EXERCISE GOAL: Without the pictures, print each of the records below exactly as it appears.

[Region pointing data]
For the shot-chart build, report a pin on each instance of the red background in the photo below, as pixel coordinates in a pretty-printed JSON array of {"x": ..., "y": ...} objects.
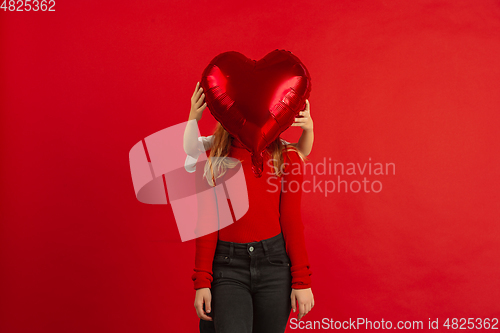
[{"x": 414, "y": 83}]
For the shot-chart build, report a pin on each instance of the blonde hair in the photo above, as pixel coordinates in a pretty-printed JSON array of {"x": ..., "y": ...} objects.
[{"x": 221, "y": 147}]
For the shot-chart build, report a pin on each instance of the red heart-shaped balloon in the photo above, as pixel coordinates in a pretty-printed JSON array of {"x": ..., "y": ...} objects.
[{"x": 255, "y": 101}]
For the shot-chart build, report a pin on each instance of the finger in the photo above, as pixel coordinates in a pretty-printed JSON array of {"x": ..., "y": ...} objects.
[
  {"x": 196, "y": 88},
  {"x": 205, "y": 317},
  {"x": 302, "y": 310},
  {"x": 199, "y": 102},
  {"x": 202, "y": 107},
  {"x": 198, "y": 93},
  {"x": 208, "y": 306}
]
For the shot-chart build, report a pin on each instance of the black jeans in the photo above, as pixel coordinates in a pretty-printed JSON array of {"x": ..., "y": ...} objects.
[{"x": 251, "y": 287}]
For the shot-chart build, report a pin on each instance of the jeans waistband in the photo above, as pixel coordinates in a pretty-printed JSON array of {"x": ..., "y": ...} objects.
[{"x": 275, "y": 244}]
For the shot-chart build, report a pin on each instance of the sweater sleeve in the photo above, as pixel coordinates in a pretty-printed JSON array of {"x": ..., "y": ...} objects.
[
  {"x": 206, "y": 237},
  {"x": 291, "y": 220}
]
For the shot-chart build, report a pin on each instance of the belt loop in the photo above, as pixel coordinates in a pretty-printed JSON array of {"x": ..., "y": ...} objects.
[{"x": 264, "y": 245}]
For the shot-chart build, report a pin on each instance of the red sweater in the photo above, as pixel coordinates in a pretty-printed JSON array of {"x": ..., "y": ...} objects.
[{"x": 272, "y": 209}]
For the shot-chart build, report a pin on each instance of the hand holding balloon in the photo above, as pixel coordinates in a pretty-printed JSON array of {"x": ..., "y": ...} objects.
[
  {"x": 197, "y": 105},
  {"x": 305, "y": 122}
]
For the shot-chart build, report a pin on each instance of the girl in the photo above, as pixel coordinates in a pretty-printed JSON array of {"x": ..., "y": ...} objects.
[{"x": 252, "y": 273}]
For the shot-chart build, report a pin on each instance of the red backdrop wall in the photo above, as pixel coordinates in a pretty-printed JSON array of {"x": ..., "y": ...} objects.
[{"x": 413, "y": 83}]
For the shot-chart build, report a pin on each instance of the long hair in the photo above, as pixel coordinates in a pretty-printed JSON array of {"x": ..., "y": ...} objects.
[{"x": 217, "y": 165}]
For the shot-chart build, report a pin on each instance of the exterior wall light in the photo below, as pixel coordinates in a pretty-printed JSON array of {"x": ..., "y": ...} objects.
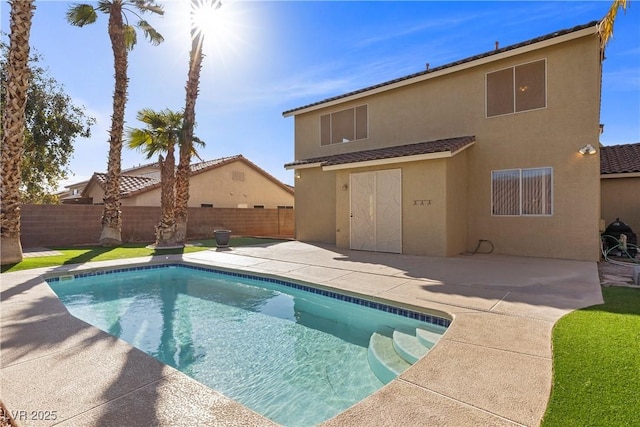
[{"x": 587, "y": 149}]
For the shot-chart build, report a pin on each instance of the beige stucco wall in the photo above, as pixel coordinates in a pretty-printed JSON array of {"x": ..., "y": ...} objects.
[
  {"x": 218, "y": 188},
  {"x": 318, "y": 201},
  {"x": 453, "y": 105},
  {"x": 621, "y": 199}
]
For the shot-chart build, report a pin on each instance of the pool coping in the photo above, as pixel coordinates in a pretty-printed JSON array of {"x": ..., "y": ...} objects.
[{"x": 492, "y": 366}]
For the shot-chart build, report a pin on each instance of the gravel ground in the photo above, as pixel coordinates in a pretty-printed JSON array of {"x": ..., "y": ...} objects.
[{"x": 617, "y": 275}]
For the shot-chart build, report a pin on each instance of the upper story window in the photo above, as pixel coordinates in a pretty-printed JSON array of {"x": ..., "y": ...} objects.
[
  {"x": 517, "y": 192},
  {"x": 516, "y": 89},
  {"x": 344, "y": 126}
]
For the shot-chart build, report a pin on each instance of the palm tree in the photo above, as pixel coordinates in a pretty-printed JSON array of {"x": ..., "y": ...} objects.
[
  {"x": 186, "y": 137},
  {"x": 160, "y": 136},
  {"x": 12, "y": 137},
  {"x": 123, "y": 39},
  {"x": 606, "y": 25}
]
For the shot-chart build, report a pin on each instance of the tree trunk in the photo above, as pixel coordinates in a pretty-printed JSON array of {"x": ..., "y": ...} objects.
[
  {"x": 186, "y": 136},
  {"x": 13, "y": 123},
  {"x": 111, "y": 214},
  {"x": 166, "y": 229}
]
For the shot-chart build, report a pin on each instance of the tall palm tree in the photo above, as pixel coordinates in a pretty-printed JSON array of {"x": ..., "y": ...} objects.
[
  {"x": 606, "y": 25},
  {"x": 160, "y": 136},
  {"x": 12, "y": 137},
  {"x": 186, "y": 138},
  {"x": 123, "y": 39}
]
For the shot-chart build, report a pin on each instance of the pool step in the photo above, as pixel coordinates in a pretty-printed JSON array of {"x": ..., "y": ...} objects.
[
  {"x": 385, "y": 363},
  {"x": 427, "y": 338},
  {"x": 408, "y": 346},
  {"x": 391, "y": 352}
]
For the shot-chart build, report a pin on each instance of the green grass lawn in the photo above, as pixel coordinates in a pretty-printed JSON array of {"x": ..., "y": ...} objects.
[
  {"x": 75, "y": 255},
  {"x": 596, "y": 364}
]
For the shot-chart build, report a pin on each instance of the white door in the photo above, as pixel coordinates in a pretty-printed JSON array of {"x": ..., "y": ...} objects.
[{"x": 376, "y": 211}]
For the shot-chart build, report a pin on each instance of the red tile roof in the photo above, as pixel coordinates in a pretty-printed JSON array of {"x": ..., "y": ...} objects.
[
  {"x": 128, "y": 183},
  {"x": 452, "y": 145},
  {"x": 450, "y": 65},
  {"x": 131, "y": 185},
  {"x": 619, "y": 158}
]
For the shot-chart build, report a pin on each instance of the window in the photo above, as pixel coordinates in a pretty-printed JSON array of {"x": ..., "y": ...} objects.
[
  {"x": 344, "y": 126},
  {"x": 517, "y": 89},
  {"x": 521, "y": 192}
]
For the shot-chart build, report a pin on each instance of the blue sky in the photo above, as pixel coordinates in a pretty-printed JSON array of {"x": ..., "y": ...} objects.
[{"x": 268, "y": 57}]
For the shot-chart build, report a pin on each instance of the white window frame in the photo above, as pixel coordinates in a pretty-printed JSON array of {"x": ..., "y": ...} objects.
[
  {"x": 513, "y": 69},
  {"x": 520, "y": 192},
  {"x": 354, "y": 108}
]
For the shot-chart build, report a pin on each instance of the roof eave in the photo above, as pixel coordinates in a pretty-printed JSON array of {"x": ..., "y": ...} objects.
[
  {"x": 398, "y": 159},
  {"x": 449, "y": 70}
]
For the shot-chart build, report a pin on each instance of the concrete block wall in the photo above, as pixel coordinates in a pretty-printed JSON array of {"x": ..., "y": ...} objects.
[{"x": 68, "y": 225}]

RESULT FOR THIS EXERCISE:
For the shot-chart build, report a pin on each instance of the red background in the photo below, as pixel coordinates in a pretty-printed JSON array of {"x": ..., "y": ...} objects.
[{"x": 414, "y": 83}]
For the shot-chart build, report a pin on each instance of the blonde hair in the photo above, as pixel coordinates in a pretty-printed JSON array of {"x": ..., "y": ...} objects.
[{"x": 221, "y": 147}]
For the shot-chart build, report a pin on each instance of the red heart-shaped balloon in the photo above, as pixel coordinates in a pretty-printed JSON array of {"x": ..., "y": ...} objects.
[{"x": 255, "y": 101}]
For the shot-chart build, report a pin on each instance of the finger in the photo above, as pixel coordinates in a pretty-printed JSON array of {"x": ..., "y": ...} objects.
[
  {"x": 196, "y": 88},
  {"x": 205, "y": 317},
  {"x": 302, "y": 310},
  {"x": 199, "y": 102},
  {"x": 202, "y": 107},
  {"x": 198, "y": 93},
  {"x": 208, "y": 306}
]
For the shot-chart build, report a pin on each instance of the black jeans in the photo above, as pixel coordinates in a pretty-printed JSON array of {"x": ..., "y": ...} objects.
[{"x": 251, "y": 287}]
For the shot-chart build, report a pin on each instance of the jeans waistband in the photo above, as pixel coordinates in a pretty-printed JSON array of {"x": ..., "y": ...} objects.
[{"x": 275, "y": 244}]
For the shot-chart build, report a pin on each instance of the sweater sleeve in the photo above, as pixel coordinates in a pretty-printed JSON array of {"x": ..., "y": ...} objects.
[
  {"x": 206, "y": 237},
  {"x": 291, "y": 220}
]
For the shot-chart build, report a pin on each instance of the belt loop in the photo above, as pixel coordinates in a pretty-printed JSON array of {"x": ..., "y": ...} objects.
[{"x": 264, "y": 245}]
For the shot-chart build, report a pin on each instance of the red sweater in the photo above, as pixel coordinates in a pretty-printed JSON array of {"x": ..., "y": ...} objects.
[{"x": 272, "y": 209}]
For the shot-chart build, report a pin on each instance of the hand holding balloon in the photo above, as pixel coordinates in a pretty-printed JSON array of {"x": ..., "y": ...} objects.
[
  {"x": 197, "y": 105},
  {"x": 305, "y": 122}
]
For the shot-chart build, report a pin on each instance of the girl in the photo above, as pixel coordinates in a pretty-printed JSON array of {"x": ..., "y": ...} objects.
[{"x": 252, "y": 273}]
For the shot-chart build, report a pin on each instance of the red backdrop wall in the photo above, as pixel coordinates in a pretty-printed JSON array of {"x": ..., "y": ...} objects.
[{"x": 413, "y": 83}]
For the shot-chart build, report a pin on each instance of the long hair in the photo above, as pixel coordinates in a pretty-printed JSON array of {"x": ..., "y": ...} objects.
[{"x": 217, "y": 165}]
For the shot-chart build, report a pin on each instance of the exterior wall light in the photo below, as pixel coordinates in a pretty-printed JSON array of {"x": ..., "y": ...} objects.
[{"x": 587, "y": 149}]
For the shot-chart build, report a pin on each instance of the beige stucco wall in the photo above, as pixel coordinates in a pretty-printed JSON array of {"x": ..., "y": ...} objects.
[
  {"x": 218, "y": 188},
  {"x": 318, "y": 201},
  {"x": 453, "y": 105},
  {"x": 621, "y": 199}
]
For the shot-chart build, report a pin on each instance of the pool coping in the photo above, as pixel coordinates in a pretty-printed JSON array of {"x": ..., "y": ...} objects.
[{"x": 492, "y": 366}]
For the shot-chart build, report a pin on each instance of the gravel ground in the photo above, as pixel coordinates in a pretty-printed JSON array of {"x": ..., "y": ...} objects.
[{"x": 617, "y": 275}]
For the shot-chart build, report a pin on each instance of the upper story window in the photo above, as pixel coordinates in a pretty-printed JSON array of {"x": ..., "y": ...} objects.
[
  {"x": 517, "y": 192},
  {"x": 516, "y": 89},
  {"x": 344, "y": 126}
]
For the shot-chart build, report a pin on each instance of the palm tree in the photo above, as pixel coordinates in a pretty-printed JSON array of {"x": ..., "y": ...} objects.
[
  {"x": 186, "y": 137},
  {"x": 160, "y": 136},
  {"x": 12, "y": 137},
  {"x": 123, "y": 39},
  {"x": 606, "y": 25}
]
For the shot-chart build, report a pin on each instance of the tree trunk in the photo above, as pixel coordinates in a pretty-printed JSON array of {"x": ..., "y": ...} objects.
[
  {"x": 186, "y": 136},
  {"x": 13, "y": 123},
  {"x": 111, "y": 214},
  {"x": 166, "y": 229}
]
For the shot-chart build, report a pin on each instance of the tall palm tree in the photo above, as pixel coordinates in a pretty-printed JSON array of {"x": ..., "y": ...} objects.
[
  {"x": 606, "y": 25},
  {"x": 160, "y": 136},
  {"x": 12, "y": 137},
  {"x": 186, "y": 138},
  {"x": 123, "y": 39}
]
For the shot-chart build, report a pin on each instance of the pool step in the photo above, as pixel coordinates in a pretty-printed JSON array of {"x": ..., "y": ...} objects.
[
  {"x": 385, "y": 363},
  {"x": 427, "y": 338},
  {"x": 408, "y": 346},
  {"x": 391, "y": 352}
]
For the shot-chart build, report a pin on each instance of the green grass lawn in the photo above, as pixel coordinates in a pretty-printed JSON array of {"x": ..., "y": ...} objects.
[
  {"x": 75, "y": 255},
  {"x": 596, "y": 364}
]
For the shot-chart build, report a pin on each instance of the white door in the photo above, as pixel coordinates in a pretty-printed JSON array of {"x": ..., "y": ...} objects.
[{"x": 376, "y": 211}]
For the shot-chart build, report a pin on each instance of the red tile roof in the photo above, as pixel coordinates in a pretty-printed JSON array of {"x": ..., "y": ...} objects.
[
  {"x": 128, "y": 183},
  {"x": 452, "y": 145},
  {"x": 450, "y": 65},
  {"x": 131, "y": 185},
  {"x": 619, "y": 158}
]
For the shot-chart build, report a pin on each instance of the window in the photo above, as pixel coordinates in a pretty-printed JSON array of {"x": ..., "y": ...} objects.
[
  {"x": 344, "y": 126},
  {"x": 517, "y": 89},
  {"x": 521, "y": 192}
]
For the shot-chart build, report a pin on each instance of the blue sky in the photo above, as pixel coordinates in a pretty-printed JSON array of {"x": ..., "y": ...} objects.
[{"x": 268, "y": 57}]
For the shot-chart build, report a pin on each instance of the white window frame in the photo above, as pixel coordinates in a pretty-printed JSON array of {"x": ..., "y": ...} objects.
[
  {"x": 513, "y": 69},
  {"x": 520, "y": 192},
  {"x": 354, "y": 108}
]
For the shot-chart build, report a pin on each instance of the roof eave in the photo above, as pixel coordinates in a pretty-printed JSON array of {"x": ..., "y": ...} objects.
[
  {"x": 398, "y": 159},
  {"x": 449, "y": 70}
]
For the shot-chart build, report a pin on each instance of the concrete block wall in the photo above, as pixel coordinates in a pretty-printed JSON array of {"x": ..., "y": ...} objects.
[{"x": 68, "y": 225}]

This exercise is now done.